PROBLEM REQUIREMENTS:
Answer the following questions using the blog post about Children's Healthcare of Atlanta.
1. What did the ER staff say would have happened to Beckett if he had not been brought in when he was?
2. How many children's hospitals does the city have, according to the post?
3. At which facility did Brendan have surgery?

*** SOURCE DOCUMENT ***

Tuesday, March 20, 2007


I'm not sure that it would be an exaggeration to say that the doctors and nurses who treated Beckett in the ER on Friday saved his life. I know they told me that if I had not brought him in when I did he would have stopped breathing. Pretty scary.

I'm thankful it's over, but the whole experience made me see how lucky I am...how many truly wonderful blessings there are in my life, my sons and husband chief among them.

It also made me deeply appreciative of the fact that I live in a city that boasts not just one, but three, children's hospitals. Amazing.

I guess technically, now, there are really just three different campuses belonging to the same hospital, Children's Healthcare of Atlanta. However, each facility began as a unique children's hospital or medical program in its own right. Egleston was your basic children's hospital that was founded by a wealthy man who was his mother's only surviving child, his four siblings succumbing to early childhood diseases. Hughes Spalding was a hospital for the children of African-American families who could afford to pay for healthcare; and Scottish Rite began as a rehabilitation facility for children of all races whose families could not afford long stays in other hospitals.

Few places actually even have a dedicated children's hospital, leaving kids to receive treatment from doctors and nurses who aren't always trained to treat their small patients.

Both of my boys have been treated in the Egleston ER now and Brendan has had surgery at Scottish Rite. I can't imagine their having to go through that at a hospital catering to adults. It's such a scary thing, yet all the caregivers at Children's really are focused on helping the children through the process. And their parents as well.

*** End of SOURCE DOCUMENT ***
*** GIVEN ENTRIES ***

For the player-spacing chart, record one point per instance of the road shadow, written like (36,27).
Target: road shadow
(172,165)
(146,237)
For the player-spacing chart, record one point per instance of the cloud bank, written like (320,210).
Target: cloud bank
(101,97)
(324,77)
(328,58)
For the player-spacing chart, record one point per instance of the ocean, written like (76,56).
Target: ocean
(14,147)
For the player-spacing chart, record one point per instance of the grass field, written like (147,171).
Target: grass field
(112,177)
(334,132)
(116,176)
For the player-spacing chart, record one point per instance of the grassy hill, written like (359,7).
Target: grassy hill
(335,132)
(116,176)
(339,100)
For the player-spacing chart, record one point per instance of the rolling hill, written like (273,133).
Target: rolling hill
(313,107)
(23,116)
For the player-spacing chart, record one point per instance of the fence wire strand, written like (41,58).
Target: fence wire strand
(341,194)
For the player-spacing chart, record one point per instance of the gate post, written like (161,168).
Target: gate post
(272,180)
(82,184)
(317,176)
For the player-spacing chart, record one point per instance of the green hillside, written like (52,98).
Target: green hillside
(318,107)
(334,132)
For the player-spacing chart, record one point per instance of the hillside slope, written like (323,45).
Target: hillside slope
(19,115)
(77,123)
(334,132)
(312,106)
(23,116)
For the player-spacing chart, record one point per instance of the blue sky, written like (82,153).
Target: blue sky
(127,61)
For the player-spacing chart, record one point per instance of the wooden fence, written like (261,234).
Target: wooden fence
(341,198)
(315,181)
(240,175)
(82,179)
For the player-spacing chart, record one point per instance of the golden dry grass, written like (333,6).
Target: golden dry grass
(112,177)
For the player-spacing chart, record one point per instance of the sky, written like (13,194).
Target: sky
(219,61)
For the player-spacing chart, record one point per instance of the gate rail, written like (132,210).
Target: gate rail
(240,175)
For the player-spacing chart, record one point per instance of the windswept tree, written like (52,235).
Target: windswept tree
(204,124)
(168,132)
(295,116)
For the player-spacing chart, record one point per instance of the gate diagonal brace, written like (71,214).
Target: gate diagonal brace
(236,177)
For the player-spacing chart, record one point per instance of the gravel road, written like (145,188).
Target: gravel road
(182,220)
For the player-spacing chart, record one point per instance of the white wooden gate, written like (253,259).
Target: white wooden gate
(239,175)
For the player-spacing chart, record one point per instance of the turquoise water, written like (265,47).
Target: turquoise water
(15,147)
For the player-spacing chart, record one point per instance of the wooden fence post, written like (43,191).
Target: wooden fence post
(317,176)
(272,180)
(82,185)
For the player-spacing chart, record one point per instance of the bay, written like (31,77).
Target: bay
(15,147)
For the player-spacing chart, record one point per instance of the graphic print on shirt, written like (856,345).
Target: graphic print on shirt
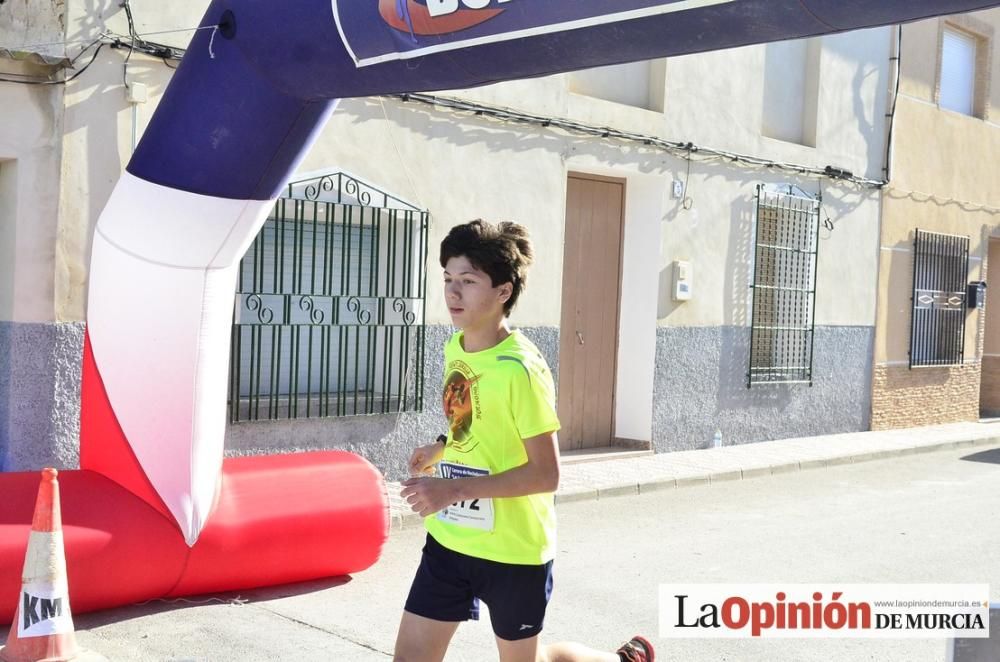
(461,405)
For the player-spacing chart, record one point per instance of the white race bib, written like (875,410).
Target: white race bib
(475,513)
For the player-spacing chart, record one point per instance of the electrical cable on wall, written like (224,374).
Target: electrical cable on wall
(686,150)
(134,41)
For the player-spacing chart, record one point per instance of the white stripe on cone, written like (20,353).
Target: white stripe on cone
(44,609)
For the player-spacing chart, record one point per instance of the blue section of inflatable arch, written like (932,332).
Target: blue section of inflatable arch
(235,125)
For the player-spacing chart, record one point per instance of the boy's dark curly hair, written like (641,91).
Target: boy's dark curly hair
(502,250)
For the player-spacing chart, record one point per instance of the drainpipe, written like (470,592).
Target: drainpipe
(894,64)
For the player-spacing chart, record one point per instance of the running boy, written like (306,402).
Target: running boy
(490,517)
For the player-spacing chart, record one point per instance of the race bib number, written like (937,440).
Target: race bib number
(475,513)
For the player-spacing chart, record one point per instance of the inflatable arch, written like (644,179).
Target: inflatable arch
(155,511)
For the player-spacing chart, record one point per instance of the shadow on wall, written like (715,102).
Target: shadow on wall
(5,377)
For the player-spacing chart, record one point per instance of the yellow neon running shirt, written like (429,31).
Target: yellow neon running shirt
(494,399)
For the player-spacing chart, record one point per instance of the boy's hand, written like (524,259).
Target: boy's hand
(424,458)
(427,496)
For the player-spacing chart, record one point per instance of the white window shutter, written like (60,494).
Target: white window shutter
(958,72)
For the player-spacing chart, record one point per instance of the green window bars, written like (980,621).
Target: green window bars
(329,315)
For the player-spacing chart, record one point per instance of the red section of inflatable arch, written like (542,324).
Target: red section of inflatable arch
(280,519)
(103,446)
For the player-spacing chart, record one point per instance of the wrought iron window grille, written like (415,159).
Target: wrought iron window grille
(329,311)
(939,302)
(783,286)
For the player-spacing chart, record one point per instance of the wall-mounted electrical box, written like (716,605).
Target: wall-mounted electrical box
(976,294)
(136,93)
(682,280)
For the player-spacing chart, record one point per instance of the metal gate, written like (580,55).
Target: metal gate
(329,317)
(937,326)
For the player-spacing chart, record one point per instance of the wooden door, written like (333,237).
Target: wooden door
(588,338)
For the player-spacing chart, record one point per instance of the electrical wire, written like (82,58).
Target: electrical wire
(680,149)
(74,76)
(895,99)
(71,42)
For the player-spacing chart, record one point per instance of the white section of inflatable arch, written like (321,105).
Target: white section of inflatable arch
(157,244)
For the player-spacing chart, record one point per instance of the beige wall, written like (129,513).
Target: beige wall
(943,181)
(29,145)
(461,167)
(922,46)
(37,27)
(940,154)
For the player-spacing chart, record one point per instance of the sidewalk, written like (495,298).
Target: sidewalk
(633,473)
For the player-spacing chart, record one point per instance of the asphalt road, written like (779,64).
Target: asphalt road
(925,518)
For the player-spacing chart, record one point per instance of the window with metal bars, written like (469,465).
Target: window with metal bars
(784,287)
(329,317)
(937,325)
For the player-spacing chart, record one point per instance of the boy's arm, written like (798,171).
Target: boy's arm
(539,475)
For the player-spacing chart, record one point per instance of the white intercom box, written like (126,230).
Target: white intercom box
(682,280)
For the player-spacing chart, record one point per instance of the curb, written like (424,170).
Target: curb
(401,517)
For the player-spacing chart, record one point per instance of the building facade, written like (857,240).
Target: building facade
(706,229)
(935,351)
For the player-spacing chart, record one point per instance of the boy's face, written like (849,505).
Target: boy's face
(472,300)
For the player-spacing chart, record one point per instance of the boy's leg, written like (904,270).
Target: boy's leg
(530,650)
(422,639)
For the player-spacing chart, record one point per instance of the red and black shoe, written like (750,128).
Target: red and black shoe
(637,649)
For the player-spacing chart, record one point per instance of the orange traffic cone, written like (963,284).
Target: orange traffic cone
(42,630)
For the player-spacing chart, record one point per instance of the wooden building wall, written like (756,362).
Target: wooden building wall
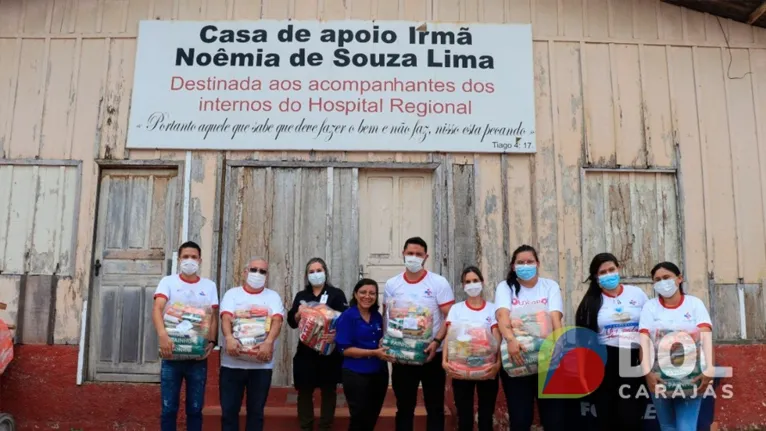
(651,130)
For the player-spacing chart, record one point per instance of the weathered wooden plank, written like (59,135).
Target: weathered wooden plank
(37,309)
(465,235)
(725,311)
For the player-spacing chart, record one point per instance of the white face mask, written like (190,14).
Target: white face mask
(256,280)
(473,289)
(666,288)
(189,266)
(317,278)
(413,263)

*** End of GIVEN ENTRIES ***

WRITTEN REPLY:
1. He would have stopped breathing.
2. Three.
3. Scottish Rite.